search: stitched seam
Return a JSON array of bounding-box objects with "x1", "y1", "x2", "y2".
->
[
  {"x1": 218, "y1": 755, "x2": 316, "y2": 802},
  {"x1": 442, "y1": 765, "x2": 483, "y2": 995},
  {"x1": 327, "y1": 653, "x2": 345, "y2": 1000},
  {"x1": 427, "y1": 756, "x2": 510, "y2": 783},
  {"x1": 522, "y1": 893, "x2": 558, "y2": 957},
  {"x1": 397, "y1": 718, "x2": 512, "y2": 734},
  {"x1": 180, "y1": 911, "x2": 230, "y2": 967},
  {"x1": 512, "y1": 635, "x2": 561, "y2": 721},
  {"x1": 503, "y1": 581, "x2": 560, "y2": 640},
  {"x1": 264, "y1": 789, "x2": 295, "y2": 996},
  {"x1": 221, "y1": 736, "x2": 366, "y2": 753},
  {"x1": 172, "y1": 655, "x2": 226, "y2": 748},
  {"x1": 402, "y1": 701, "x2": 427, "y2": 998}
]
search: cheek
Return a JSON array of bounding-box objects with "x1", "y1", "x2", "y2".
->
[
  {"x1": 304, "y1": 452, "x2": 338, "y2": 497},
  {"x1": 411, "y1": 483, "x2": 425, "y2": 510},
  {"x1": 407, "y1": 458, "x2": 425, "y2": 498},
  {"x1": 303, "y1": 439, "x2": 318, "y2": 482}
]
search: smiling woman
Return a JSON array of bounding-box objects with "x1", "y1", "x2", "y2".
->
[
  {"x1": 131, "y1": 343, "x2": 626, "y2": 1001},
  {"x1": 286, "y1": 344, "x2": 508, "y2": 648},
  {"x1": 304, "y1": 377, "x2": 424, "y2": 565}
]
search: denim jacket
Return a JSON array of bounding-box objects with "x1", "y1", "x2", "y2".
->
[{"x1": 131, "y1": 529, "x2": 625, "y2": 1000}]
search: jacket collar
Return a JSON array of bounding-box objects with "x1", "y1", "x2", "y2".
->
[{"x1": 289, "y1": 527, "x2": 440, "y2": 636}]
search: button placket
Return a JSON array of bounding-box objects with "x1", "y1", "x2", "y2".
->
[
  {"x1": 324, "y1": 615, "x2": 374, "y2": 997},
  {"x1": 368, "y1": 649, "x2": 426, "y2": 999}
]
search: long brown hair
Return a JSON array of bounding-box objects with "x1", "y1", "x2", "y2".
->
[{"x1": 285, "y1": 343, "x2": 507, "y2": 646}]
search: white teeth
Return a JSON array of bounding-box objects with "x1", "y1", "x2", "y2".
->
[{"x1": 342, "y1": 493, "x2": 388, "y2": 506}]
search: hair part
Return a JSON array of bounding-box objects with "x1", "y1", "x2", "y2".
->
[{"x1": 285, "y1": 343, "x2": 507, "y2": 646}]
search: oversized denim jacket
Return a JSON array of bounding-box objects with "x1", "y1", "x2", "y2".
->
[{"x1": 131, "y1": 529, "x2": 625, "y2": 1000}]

━━━━━━

Some lines in the records above contain "denim". Count them and give the number only.

2